- _PROMPT_: The answer must consist solely of the lines from the one containing "Would you kindly point at the boy's face" to the end of the entries below, repeated exactly.

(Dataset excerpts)
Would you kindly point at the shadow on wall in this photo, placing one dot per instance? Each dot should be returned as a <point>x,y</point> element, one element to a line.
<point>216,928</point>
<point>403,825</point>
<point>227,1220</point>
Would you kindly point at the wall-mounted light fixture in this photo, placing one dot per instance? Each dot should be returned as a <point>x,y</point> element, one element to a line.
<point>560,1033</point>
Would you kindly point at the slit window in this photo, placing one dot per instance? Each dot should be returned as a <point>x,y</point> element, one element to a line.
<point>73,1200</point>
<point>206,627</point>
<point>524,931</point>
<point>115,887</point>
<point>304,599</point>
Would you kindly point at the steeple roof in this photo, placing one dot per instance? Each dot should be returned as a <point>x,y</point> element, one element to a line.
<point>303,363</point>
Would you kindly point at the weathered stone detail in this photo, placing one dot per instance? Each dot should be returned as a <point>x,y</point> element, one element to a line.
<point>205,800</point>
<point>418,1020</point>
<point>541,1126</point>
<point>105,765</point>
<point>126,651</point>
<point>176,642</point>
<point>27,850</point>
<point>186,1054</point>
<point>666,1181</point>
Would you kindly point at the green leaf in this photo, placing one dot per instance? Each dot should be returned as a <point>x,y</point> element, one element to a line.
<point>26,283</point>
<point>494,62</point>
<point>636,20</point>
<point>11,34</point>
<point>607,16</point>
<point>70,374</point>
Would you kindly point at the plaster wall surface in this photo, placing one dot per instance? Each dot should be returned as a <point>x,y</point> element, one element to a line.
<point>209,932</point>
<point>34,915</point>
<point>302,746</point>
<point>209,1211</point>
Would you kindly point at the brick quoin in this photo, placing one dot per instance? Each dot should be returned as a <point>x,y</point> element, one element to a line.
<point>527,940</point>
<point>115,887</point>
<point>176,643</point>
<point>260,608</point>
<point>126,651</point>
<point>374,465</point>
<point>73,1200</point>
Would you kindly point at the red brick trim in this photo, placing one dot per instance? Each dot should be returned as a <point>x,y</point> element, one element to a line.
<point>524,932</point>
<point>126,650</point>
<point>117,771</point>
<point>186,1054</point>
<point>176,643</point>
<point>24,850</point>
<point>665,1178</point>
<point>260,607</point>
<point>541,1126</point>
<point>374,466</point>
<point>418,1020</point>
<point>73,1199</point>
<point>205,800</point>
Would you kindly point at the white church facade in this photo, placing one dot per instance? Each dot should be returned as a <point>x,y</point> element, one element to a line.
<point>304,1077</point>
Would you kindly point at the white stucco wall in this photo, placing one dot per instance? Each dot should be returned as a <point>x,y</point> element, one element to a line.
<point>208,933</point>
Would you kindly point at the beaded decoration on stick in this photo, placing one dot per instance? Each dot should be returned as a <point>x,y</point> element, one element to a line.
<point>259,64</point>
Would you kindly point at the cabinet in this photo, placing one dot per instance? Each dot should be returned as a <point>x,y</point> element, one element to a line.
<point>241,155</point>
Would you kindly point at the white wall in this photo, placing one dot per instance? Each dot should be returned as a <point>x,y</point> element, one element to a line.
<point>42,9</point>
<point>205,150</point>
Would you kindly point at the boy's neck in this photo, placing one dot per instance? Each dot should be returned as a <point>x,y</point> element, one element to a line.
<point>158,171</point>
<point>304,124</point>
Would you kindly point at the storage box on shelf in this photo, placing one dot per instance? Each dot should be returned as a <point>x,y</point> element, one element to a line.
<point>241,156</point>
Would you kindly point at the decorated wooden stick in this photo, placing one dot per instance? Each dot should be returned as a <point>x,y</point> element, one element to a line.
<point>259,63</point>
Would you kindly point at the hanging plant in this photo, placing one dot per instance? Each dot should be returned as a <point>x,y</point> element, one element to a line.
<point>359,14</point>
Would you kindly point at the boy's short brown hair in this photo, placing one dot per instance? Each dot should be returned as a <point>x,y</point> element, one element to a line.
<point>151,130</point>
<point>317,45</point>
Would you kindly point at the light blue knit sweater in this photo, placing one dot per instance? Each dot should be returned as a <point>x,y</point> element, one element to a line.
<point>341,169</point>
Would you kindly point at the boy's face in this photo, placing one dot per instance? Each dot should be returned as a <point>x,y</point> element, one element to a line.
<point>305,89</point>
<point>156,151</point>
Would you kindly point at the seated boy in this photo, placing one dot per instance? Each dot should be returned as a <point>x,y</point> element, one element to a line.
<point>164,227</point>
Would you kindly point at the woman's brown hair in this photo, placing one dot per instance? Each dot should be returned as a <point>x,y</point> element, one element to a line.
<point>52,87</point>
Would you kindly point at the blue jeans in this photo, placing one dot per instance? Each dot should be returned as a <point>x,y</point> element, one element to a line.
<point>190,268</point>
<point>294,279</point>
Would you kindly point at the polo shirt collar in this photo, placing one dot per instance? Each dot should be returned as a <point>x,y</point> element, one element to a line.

- _RESPONSE AREA_:
Would you kindly point at the boy's face in this photo, placing one dot per instance? Each dot should be returned as a <point>x,y</point> element, one element to a line.
<point>305,89</point>
<point>156,151</point>
Would you kindly point at the seated boy in this photo, placing one dot per instance? Each dot should be returned as a <point>x,y</point> element, one element to a line.
<point>164,227</point>
Would you kindly point at the woman's brown hair in this photo, placing one dot per instance? Each dot should be returned as a <point>x,y</point> element, one element to a line.
<point>52,87</point>
Would you kindly point at the blue jeans in this photo, placing one dot per instance? Each dot should be returned as a <point>x,y</point> element, one element to a line.
<point>190,268</point>
<point>294,279</point>
Would you kindly point at the polo shirt collar in this photo, placing one dot per instance? Each dot should be returned as a <point>x,y</point> element, one element to a line.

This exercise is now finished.